■ WHAT THIS TASK INVOLVES: Format every line of the entries below as a numbered list, leaving out blank lines and the pictures.

■ SUPPLIED RECORDS:

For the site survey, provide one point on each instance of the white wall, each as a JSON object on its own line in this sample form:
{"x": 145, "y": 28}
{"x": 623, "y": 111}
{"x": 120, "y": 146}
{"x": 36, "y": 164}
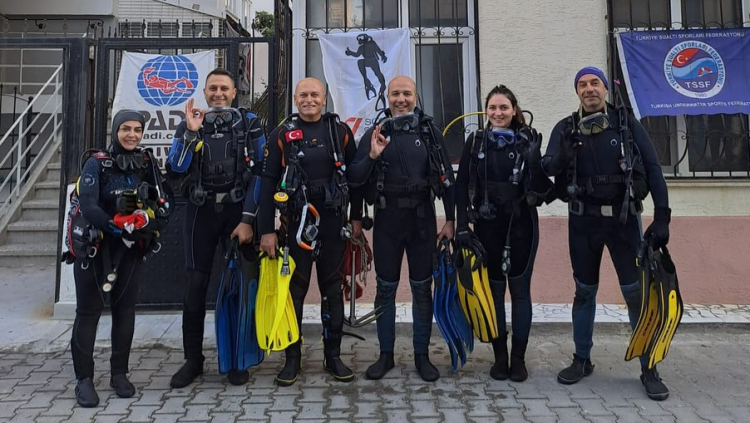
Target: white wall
{"x": 58, "y": 7}
{"x": 170, "y": 9}
{"x": 536, "y": 48}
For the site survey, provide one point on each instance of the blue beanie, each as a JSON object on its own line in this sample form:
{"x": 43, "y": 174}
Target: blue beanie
{"x": 590, "y": 70}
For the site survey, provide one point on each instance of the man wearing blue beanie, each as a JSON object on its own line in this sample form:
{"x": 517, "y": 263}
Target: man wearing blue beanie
{"x": 604, "y": 165}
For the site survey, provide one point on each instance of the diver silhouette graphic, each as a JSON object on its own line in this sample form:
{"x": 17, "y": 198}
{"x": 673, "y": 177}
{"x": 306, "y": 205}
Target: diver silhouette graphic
{"x": 371, "y": 54}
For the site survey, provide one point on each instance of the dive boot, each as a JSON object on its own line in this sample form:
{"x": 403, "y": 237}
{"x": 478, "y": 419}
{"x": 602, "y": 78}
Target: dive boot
{"x": 86, "y": 394}
{"x": 238, "y": 377}
{"x": 499, "y": 370}
{"x": 332, "y": 361}
{"x": 378, "y": 369}
{"x": 518, "y": 372}
{"x": 187, "y": 373}
{"x": 121, "y": 384}
{"x": 580, "y": 368}
{"x": 655, "y": 388}
{"x": 288, "y": 375}
{"x": 426, "y": 370}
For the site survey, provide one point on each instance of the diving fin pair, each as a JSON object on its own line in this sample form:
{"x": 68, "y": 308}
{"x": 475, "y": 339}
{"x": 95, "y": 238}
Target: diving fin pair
{"x": 275, "y": 317}
{"x": 236, "y": 343}
{"x": 661, "y": 305}
{"x": 475, "y": 296}
{"x": 448, "y": 315}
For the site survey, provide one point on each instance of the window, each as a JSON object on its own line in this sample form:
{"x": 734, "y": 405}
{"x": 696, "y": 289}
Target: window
{"x": 717, "y": 143}
{"x": 434, "y": 13}
{"x": 641, "y": 13}
{"x": 444, "y": 64}
{"x": 197, "y": 29}
{"x": 352, "y": 14}
{"x": 162, "y": 29}
{"x": 690, "y": 146}
{"x": 129, "y": 29}
{"x": 436, "y": 84}
{"x": 712, "y": 13}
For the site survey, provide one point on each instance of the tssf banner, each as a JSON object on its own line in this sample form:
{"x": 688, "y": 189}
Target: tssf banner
{"x": 358, "y": 67}
{"x": 689, "y": 72}
{"x": 158, "y": 86}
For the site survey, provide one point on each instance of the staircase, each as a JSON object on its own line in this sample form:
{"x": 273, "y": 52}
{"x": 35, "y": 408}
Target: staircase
{"x": 31, "y": 237}
{"x": 30, "y": 179}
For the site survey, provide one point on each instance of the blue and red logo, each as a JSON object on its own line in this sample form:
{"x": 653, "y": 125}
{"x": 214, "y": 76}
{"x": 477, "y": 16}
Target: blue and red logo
{"x": 167, "y": 80}
{"x": 695, "y": 69}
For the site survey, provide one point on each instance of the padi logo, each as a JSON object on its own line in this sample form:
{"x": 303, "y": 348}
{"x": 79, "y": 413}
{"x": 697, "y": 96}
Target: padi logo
{"x": 167, "y": 80}
{"x": 695, "y": 69}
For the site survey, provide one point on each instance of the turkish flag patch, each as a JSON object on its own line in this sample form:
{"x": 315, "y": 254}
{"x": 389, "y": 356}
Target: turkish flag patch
{"x": 295, "y": 135}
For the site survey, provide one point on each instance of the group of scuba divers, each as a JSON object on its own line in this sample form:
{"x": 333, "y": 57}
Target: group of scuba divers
{"x": 310, "y": 170}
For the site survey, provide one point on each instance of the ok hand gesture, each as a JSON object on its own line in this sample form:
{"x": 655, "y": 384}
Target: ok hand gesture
{"x": 193, "y": 116}
{"x": 378, "y": 143}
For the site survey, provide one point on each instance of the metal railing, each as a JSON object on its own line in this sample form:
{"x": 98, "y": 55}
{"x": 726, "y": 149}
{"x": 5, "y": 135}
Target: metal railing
{"x": 18, "y": 154}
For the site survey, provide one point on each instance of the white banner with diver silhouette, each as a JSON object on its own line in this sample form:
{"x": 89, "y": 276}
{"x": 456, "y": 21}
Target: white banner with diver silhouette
{"x": 358, "y": 66}
{"x": 158, "y": 86}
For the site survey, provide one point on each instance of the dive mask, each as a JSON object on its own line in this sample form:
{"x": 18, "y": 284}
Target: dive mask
{"x": 130, "y": 162}
{"x": 500, "y": 137}
{"x": 594, "y": 124}
{"x": 219, "y": 116}
{"x": 403, "y": 123}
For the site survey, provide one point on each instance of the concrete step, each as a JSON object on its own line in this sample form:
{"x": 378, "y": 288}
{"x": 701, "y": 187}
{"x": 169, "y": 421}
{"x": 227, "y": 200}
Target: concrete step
{"x": 40, "y": 210}
{"x": 14, "y": 255}
{"x": 53, "y": 172}
{"x": 33, "y": 232}
{"x": 47, "y": 190}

■ OUTPUT FOR THIS TASK:
1. For the site survey, provide one point on each instance of the white wall, each as a JSON object on its own line in this sample form:
2. {"x": 145, "y": 28}
3. {"x": 623, "y": 111}
4. {"x": 120, "y": 146}
5. {"x": 36, "y": 164}
6. Target: white wall
7. {"x": 58, "y": 7}
8. {"x": 170, "y": 9}
9. {"x": 536, "y": 48}
10. For the site survey, provide one point on each instance of the blue beanie, each as a JSON object on its own line in this sample form:
11. {"x": 43, "y": 174}
12. Target: blue beanie
13. {"x": 590, "y": 70}
14. For the site survey, provide one point on each instance of the man wearing blue beanie, each as a JSON object on its own line in this sample form:
15. {"x": 517, "y": 263}
16. Target: man wearing blue beanie
17. {"x": 604, "y": 165}
18. For the site survey, provide one point on each instance of the diver silhouette graphic, each as a JSON object on its own line in this sample form:
19. {"x": 17, "y": 198}
20. {"x": 673, "y": 177}
21. {"x": 306, "y": 205}
22. Target: diver silhouette graphic
23. {"x": 371, "y": 54}
24. For the site survey, provide one point on each instance of the dive boot, each as a JSON object on its own line in this sample form:
25. {"x": 403, "y": 237}
26. {"x": 478, "y": 419}
27. {"x": 602, "y": 78}
28. Target: dive boot
29. {"x": 86, "y": 394}
30. {"x": 238, "y": 377}
31. {"x": 499, "y": 370}
32. {"x": 332, "y": 361}
33. {"x": 378, "y": 369}
34. {"x": 518, "y": 372}
35. {"x": 187, "y": 373}
36. {"x": 121, "y": 384}
37. {"x": 580, "y": 368}
38. {"x": 655, "y": 388}
39. {"x": 288, "y": 375}
40. {"x": 426, "y": 370}
41. For the site survey, provide one point on each instance of the diving fin pair, each as a JSON object on its own line in this sample form:
42. {"x": 68, "y": 308}
43. {"x": 475, "y": 339}
44. {"x": 95, "y": 238}
45. Target: diving fin pair
46. {"x": 275, "y": 317}
47. {"x": 236, "y": 343}
48. {"x": 661, "y": 305}
49. {"x": 475, "y": 296}
50. {"x": 448, "y": 315}
51. For the site survey, provide one point on each instance of the window, each as a JSON object on its own line in this sample form:
52. {"x": 734, "y": 405}
53. {"x": 696, "y": 289}
54. Target: window
55. {"x": 717, "y": 143}
56. {"x": 434, "y": 13}
57. {"x": 641, "y": 13}
58. {"x": 444, "y": 64}
59. {"x": 197, "y": 29}
60. {"x": 352, "y": 14}
61. {"x": 162, "y": 29}
62. {"x": 690, "y": 146}
63. {"x": 129, "y": 29}
64. {"x": 436, "y": 84}
65. {"x": 712, "y": 13}
66. For the site survey, provide one point on each instance of the tssf banner, each as a JSON object on its own line in this sample form:
67. {"x": 688, "y": 189}
68. Target: tssf banner
69. {"x": 358, "y": 67}
70. {"x": 689, "y": 72}
71. {"x": 158, "y": 86}
72. For the site survey, provide one point on each instance of the staircase, each as a JSON object on its own line in this sample form:
73. {"x": 273, "y": 52}
74. {"x": 35, "y": 408}
75. Target: staircase
76. {"x": 31, "y": 237}
77. {"x": 30, "y": 179}
78. For the site survey, provide one point on each instance of the blue and red logo, each as a JSON object on its own line in this sample form:
79. {"x": 653, "y": 125}
80. {"x": 214, "y": 76}
81. {"x": 477, "y": 16}
82. Target: blue and red logo
83. {"x": 167, "y": 80}
84. {"x": 695, "y": 69}
85. For the site survey, provide one point on each instance of the padi logo, each as a JSON object on its own line in this sample form:
86. {"x": 303, "y": 348}
87. {"x": 79, "y": 413}
88. {"x": 697, "y": 96}
89. Target: padi logo
90. {"x": 167, "y": 80}
91. {"x": 695, "y": 69}
92. For the site survey, provide one point on each instance of the turkish flag patch, each as a JSON object on its own line in this sample form:
93. {"x": 315, "y": 254}
94. {"x": 389, "y": 356}
95. Target: turkish flag patch
96. {"x": 295, "y": 135}
97. For the site survey, provide one point on each instance of the group of scuba divers, each as a JSON object on its own line in this sample form:
98. {"x": 333, "y": 57}
99. Target: group of scuba divers
100. {"x": 310, "y": 170}
101. For the site survey, provide one point on each instance of the ok hand gesture, each as a JSON object on its own line in this sample form:
102. {"x": 655, "y": 384}
103. Target: ok hand gesture
104. {"x": 193, "y": 116}
105. {"x": 378, "y": 143}
106. For the site survey, provide one point on each instance of the metal railing, each as a JSON object on its own line in this sample form:
107. {"x": 98, "y": 55}
108. {"x": 726, "y": 149}
109. {"x": 5, "y": 135}
110. Target: metal railing
111. {"x": 18, "y": 154}
112. For the site survey, provide one point on each instance of the white banner with diver silhouette, each as a JSON object on its own line in this sample form:
113. {"x": 89, "y": 276}
114. {"x": 456, "y": 21}
115. Target: white banner with diver silhouette
116. {"x": 358, "y": 66}
117. {"x": 158, "y": 86}
118. For the site survey, provide one point on each instance of the dive mask, each as a JSON object on its own line in this sample form:
119. {"x": 18, "y": 284}
120. Target: dive mask
121. {"x": 130, "y": 162}
122. {"x": 500, "y": 137}
123. {"x": 594, "y": 124}
124. {"x": 219, "y": 116}
125. {"x": 403, "y": 123}
126. For the site survey, provide one point on each instance of the concrete step, each as a JSON object on its own line in this sample form:
127. {"x": 378, "y": 288}
128. {"x": 701, "y": 187}
129. {"x": 169, "y": 421}
130. {"x": 227, "y": 200}
131. Target: concrete step
132. {"x": 40, "y": 210}
133. {"x": 14, "y": 255}
134. {"x": 53, "y": 172}
135. {"x": 33, "y": 232}
136. {"x": 47, "y": 190}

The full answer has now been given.